What you have to do ▸ Please rewrite all the records below, swapping "the model predicts" for "the system estimates" and leaving everything else unchanged. Omit the pictures from your answer.

Data to process ▸
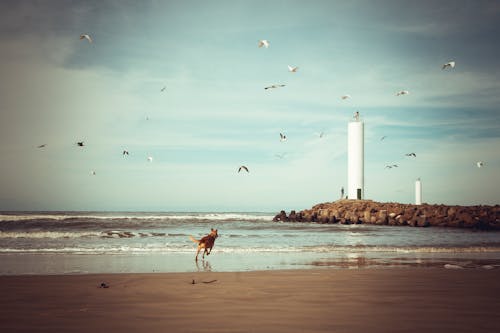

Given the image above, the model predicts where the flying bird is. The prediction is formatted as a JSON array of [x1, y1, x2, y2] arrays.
[[238, 165, 250, 172], [259, 39, 269, 49], [264, 84, 285, 90], [80, 34, 92, 43], [274, 153, 286, 159], [441, 61, 455, 69]]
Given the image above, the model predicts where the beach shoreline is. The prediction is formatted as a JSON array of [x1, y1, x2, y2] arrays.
[[0, 268, 500, 333]]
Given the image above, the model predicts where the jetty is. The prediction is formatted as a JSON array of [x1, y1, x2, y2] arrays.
[[273, 199, 500, 230]]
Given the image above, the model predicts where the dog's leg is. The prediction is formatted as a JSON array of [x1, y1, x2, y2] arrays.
[[194, 246, 201, 261]]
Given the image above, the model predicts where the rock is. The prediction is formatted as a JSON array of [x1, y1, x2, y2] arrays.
[[273, 199, 500, 230], [273, 210, 288, 222]]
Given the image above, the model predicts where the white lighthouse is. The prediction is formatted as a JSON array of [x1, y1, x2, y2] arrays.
[[415, 178, 422, 205], [347, 112, 365, 200]]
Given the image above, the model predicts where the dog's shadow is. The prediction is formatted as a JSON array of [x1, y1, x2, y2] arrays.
[[195, 259, 212, 272]]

Response to the exercise ▸
Given the image above, the system estimates where the flying bird is. The prediction is formatted as a JSON array of [x1, y1, x2, y2] arrays.
[[238, 165, 250, 172], [259, 39, 269, 49], [264, 84, 285, 90], [80, 34, 92, 43], [274, 153, 286, 159], [441, 61, 455, 69]]
Given the image above, the system estimates where the beach shoreline is. The prediction is formatted as a JSON array of [x1, y1, x2, y2] arrays.
[[0, 268, 500, 333]]
Given the image above, the system estimates where the jetty is. The prediction is formatted as a JSON array of [x1, y1, x2, y2] arrays.
[[273, 199, 500, 230]]
Given the image above, the system estimates where the dog's leg is. The prediction is formatted as a JSON array of [x1, y1, x2, y2] arrays.
[[194, 246, 201, 261]]
Given the image above, the system estimates where the rock is. The prediction is formatted as a JSON array of [x1, y1, x2, y2] arrays.
[[273, 199, 500, 230], [273, 210, 288, 222]]
Given the image above, the system estimates where the white lighthouse is. The prediction is formatted as a JSON array of [x1, y1, x2, y2] arrays.
[[415, 178, 422, 205], [347, 112, 365, 200]]
Given the image above, the system estimates where the dog's shadow is. The prediction is formatted as a JSON array of [x1, y1, x2, y2] arrays.
[[195, 259, 212, 272]]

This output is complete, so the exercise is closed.